- WHAT TO WORK ON -
Rewrite every line of the records, starting with the line that contains "Question. Point out every instance of the segmented" and going on through the end of the records, with each coordinate in the answers shifted up by 47. Leave all other lines as they are.

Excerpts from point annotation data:
- - - - -

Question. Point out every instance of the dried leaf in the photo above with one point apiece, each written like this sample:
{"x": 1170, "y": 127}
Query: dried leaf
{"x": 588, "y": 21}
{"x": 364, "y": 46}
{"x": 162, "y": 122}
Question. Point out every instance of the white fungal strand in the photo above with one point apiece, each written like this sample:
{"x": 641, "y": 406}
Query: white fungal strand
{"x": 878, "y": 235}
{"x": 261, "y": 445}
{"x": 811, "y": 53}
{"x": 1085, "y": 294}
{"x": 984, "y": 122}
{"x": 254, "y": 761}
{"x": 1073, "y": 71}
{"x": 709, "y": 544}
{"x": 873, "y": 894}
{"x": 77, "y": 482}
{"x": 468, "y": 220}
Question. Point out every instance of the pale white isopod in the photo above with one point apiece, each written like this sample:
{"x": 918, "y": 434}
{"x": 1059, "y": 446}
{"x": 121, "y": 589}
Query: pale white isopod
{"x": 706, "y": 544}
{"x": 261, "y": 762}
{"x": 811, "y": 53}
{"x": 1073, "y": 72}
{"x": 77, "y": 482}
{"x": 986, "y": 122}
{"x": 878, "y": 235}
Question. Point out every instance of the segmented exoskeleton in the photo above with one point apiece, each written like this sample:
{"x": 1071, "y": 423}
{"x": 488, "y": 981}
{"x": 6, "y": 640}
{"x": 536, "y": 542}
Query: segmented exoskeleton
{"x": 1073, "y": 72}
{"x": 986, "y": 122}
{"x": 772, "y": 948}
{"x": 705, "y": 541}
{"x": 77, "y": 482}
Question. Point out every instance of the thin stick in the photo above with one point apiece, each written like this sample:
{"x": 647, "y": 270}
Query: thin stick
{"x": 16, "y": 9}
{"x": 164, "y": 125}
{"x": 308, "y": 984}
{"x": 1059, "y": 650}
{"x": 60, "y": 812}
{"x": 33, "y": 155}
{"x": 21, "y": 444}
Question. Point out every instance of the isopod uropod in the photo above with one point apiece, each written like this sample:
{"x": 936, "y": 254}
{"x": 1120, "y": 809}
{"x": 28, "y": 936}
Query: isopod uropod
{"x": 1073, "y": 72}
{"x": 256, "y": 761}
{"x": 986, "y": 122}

- - - - -

- FINISHED EXERCISE -
Question. Point out every instance of the segmented exoskeleton in the photo above with one point apiece, each written like this sample:
{"x": 1071, "y": 423}
{"x": 488, "y": 981}
{"x": 6, "y": 640}
{"x": 536, "y": 542}
Query: segmented exoskeleton
{"x": 1120, "y": 119}
{"x": 1033, "y": 169}
{"x": 819, "y": 995}
{"x": 752, "y": 588}
{"x": 124, "y": 529}
Question. Point out every instance of the thin stick in the photo above with one point apiece, each written like this sample:
{"x": 647, "y": 270}
Query: thin stick
{"x": 63, "y": 56}
{"x": 211, "y": 172}
{"x": 355, "y": 1031}
{"x": 1106, "y": 697}
{"x": 107, "y": 859}
{"x": 80, "y": 202}
{"x": 68, "y": 491}
Question. Point out every instance of the isopod uropod in the photo above with one point apiece, each written like this sample:
{"x": 936, "y": 254}
{"x": 1120, "y": 809}
{"x": 28, "y": 936}
Query: isopod uropod
{"x": 1120, "y": 119}
{"x": 303, "y": 808}
{"x": 1033, "y": 169}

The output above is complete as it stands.